EXTRACTED RECORDS ->
—————

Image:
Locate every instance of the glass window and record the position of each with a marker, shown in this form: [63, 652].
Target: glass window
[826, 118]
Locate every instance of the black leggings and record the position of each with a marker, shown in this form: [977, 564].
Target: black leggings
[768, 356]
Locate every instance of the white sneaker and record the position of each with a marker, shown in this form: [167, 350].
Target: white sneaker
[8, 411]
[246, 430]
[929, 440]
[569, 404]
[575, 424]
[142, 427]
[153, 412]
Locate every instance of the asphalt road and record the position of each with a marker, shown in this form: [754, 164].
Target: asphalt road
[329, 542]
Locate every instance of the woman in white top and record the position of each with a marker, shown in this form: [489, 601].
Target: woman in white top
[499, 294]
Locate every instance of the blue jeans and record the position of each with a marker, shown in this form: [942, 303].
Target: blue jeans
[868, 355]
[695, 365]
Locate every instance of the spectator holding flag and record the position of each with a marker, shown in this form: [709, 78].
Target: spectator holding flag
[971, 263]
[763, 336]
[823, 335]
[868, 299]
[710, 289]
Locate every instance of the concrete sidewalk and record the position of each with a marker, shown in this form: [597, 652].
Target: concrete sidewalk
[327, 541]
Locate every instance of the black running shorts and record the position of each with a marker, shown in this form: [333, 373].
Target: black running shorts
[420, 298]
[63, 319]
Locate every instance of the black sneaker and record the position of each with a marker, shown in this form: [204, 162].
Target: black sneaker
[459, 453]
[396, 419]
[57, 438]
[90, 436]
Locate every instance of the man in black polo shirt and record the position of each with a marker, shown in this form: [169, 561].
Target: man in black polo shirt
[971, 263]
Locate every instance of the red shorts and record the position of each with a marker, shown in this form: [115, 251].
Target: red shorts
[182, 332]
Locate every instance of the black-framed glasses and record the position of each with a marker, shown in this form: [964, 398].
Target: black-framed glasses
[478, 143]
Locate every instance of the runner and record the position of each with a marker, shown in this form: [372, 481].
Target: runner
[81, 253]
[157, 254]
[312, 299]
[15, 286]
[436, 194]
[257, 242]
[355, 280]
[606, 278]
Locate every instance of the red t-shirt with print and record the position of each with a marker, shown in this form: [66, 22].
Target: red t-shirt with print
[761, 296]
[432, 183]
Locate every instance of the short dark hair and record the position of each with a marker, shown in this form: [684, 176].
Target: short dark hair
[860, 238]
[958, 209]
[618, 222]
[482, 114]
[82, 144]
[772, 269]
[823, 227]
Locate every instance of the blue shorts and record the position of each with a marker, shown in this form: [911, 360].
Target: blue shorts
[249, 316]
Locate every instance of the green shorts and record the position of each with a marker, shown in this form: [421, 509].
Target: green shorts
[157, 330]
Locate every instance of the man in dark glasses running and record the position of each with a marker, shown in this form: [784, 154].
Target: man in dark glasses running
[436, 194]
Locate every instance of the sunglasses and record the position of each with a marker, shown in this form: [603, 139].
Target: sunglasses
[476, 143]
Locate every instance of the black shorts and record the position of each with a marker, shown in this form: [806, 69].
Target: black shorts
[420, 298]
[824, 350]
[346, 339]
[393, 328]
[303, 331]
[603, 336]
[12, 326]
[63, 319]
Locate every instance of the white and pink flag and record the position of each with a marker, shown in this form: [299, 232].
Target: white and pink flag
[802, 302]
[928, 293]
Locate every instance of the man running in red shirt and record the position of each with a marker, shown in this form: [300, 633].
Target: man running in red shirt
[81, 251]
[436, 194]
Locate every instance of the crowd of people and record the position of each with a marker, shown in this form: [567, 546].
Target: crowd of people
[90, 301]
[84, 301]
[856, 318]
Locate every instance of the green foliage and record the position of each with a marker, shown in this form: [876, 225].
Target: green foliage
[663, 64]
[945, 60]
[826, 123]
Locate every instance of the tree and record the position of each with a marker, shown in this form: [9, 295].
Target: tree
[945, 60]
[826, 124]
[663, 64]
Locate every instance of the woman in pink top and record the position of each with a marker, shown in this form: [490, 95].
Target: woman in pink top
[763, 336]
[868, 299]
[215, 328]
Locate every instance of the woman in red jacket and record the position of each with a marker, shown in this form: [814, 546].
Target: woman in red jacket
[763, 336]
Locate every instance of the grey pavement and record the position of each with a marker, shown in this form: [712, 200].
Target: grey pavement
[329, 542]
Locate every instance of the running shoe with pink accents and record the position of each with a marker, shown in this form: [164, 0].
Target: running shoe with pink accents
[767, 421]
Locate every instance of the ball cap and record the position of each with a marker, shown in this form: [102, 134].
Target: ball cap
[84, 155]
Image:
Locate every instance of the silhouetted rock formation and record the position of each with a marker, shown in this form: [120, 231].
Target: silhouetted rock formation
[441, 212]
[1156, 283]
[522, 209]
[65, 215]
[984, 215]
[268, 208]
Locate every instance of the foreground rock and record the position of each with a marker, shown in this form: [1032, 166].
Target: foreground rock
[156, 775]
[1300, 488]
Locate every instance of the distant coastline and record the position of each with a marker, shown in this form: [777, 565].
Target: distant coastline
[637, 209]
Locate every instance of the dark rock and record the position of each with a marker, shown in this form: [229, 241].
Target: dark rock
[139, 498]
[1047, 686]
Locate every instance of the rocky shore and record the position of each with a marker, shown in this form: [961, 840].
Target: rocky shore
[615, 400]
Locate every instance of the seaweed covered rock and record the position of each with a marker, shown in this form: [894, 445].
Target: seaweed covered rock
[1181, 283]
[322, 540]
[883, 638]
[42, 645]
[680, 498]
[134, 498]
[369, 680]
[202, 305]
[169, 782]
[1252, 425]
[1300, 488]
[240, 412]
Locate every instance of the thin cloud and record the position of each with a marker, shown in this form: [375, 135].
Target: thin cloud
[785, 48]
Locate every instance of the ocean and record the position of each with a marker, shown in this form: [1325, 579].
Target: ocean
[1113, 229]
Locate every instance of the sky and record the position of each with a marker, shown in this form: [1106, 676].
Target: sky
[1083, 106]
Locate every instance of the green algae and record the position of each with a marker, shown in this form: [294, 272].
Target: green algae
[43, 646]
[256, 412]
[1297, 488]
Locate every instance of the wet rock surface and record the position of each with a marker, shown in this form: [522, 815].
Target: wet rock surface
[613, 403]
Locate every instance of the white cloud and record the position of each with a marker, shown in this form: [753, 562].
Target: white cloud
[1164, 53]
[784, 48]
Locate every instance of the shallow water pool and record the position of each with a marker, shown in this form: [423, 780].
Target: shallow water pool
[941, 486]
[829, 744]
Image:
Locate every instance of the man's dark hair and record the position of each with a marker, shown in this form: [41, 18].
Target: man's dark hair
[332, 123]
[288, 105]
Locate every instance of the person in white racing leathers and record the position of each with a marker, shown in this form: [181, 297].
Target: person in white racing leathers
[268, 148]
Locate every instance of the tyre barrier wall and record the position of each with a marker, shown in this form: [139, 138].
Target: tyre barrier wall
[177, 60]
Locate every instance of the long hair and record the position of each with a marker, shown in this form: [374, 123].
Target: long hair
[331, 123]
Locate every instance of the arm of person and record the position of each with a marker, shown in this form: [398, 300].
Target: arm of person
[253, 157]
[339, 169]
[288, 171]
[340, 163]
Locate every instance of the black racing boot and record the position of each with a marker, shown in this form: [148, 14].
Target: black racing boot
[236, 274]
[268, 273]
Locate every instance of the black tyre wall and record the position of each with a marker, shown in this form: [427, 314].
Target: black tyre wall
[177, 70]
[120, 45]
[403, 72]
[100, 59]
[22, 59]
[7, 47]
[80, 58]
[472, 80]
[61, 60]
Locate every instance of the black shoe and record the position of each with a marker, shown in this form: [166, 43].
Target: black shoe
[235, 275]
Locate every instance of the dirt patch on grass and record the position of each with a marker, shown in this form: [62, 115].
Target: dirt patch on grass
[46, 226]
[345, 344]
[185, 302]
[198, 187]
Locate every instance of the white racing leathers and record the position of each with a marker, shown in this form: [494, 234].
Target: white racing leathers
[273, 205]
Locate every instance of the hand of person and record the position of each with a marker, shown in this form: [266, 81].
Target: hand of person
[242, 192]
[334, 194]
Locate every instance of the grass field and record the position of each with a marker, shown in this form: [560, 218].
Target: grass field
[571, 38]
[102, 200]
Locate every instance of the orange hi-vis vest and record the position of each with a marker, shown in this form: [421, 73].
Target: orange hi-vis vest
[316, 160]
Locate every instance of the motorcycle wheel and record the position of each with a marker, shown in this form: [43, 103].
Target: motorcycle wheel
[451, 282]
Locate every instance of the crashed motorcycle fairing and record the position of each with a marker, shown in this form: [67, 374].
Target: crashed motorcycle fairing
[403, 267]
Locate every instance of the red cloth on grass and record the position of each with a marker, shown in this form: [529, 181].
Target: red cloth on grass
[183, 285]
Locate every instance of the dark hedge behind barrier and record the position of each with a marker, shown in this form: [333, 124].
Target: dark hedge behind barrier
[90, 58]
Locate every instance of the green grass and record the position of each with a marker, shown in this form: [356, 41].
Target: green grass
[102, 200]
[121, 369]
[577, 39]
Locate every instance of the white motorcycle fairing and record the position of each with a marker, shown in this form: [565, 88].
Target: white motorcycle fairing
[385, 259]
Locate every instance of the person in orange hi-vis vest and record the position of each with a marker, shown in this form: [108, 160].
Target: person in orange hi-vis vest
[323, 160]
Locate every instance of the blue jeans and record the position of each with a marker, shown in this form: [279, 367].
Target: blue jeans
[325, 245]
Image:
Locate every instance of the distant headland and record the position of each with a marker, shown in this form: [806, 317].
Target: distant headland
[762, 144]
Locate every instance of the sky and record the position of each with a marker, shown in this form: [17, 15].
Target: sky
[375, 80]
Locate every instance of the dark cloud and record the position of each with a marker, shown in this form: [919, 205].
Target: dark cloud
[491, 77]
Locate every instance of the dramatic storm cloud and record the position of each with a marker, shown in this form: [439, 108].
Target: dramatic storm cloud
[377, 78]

—————

OBJECTIVE ->
Begin at the line containing "Locate every instance of the orange" and reproduce each line through the end of the records above.

THE OUTPUT ->
Locate every instance of the orange hi-vis vest and record the position of each with a marker, shown in this form: [421, 73].
Target: orange hi-vis vest
[316, 160]
Locate every instance of the motorcycle wheel and record the position of each with a marker, shown in this form: [43, 103].
Target: motorcycle wheel
[451, 282]
Locate every instance of the crashed motorcycle fairing and record the position of each with a marker, shown in this form: [67, 374].
Target: crashed motorcycle fairing
[403, 267]
Locate every instance of the red cloth on grass and record the position of each with a marker, shown in this form: [529, 181].
Target: red cloth on grass
[183, 285]
Locate every instance of the dark hedge behind barrier and record the position of each with a marker, shown in this form: [333, 124].
Target: dark hedge behind barrier
[90, 58]
Locate every instance of the green grass and record the position of each with a marker, shown in this form: [356, 41].
Target: green grass
[102, 200]
[121, 369]
[577, 39]
Locate every instance of the white motorcycle fairing and record the position of each with a marker, shown in this form: [565, 88].
Target: white motorcycle fairing
[385, 259]
Locate every instance of the person in orange hi-vis vest and record the position of each with a marker, shown in this form: [108, 160].
Target: person in orange hi-vis vest
[323, 160]
Locate every instance of the blue jeans and record the position of each with a marker, shown in this form: [279, 367].
Target: blue jeans
[325, 245]
Image:
Locate every instance of the distant headland and record the position of each with a marker, shown in this form: [806, 317].
Target: distant headland
[762, 144]
Locate every instance of the sky and record the position of each with a marker, shown in this form: [17, 15].
Target: sky
[375, 80]
Locate every instance of the dark cloud and record the position of each with a marker, shown in this form: [919, 205].
Target: dark cloud
[491, 77]
Locate every instance of the dramatic storm cloud and record the position of each with a marker, shown in this form: [439, 108].
Target: dramatic storm cloud
[377, 78]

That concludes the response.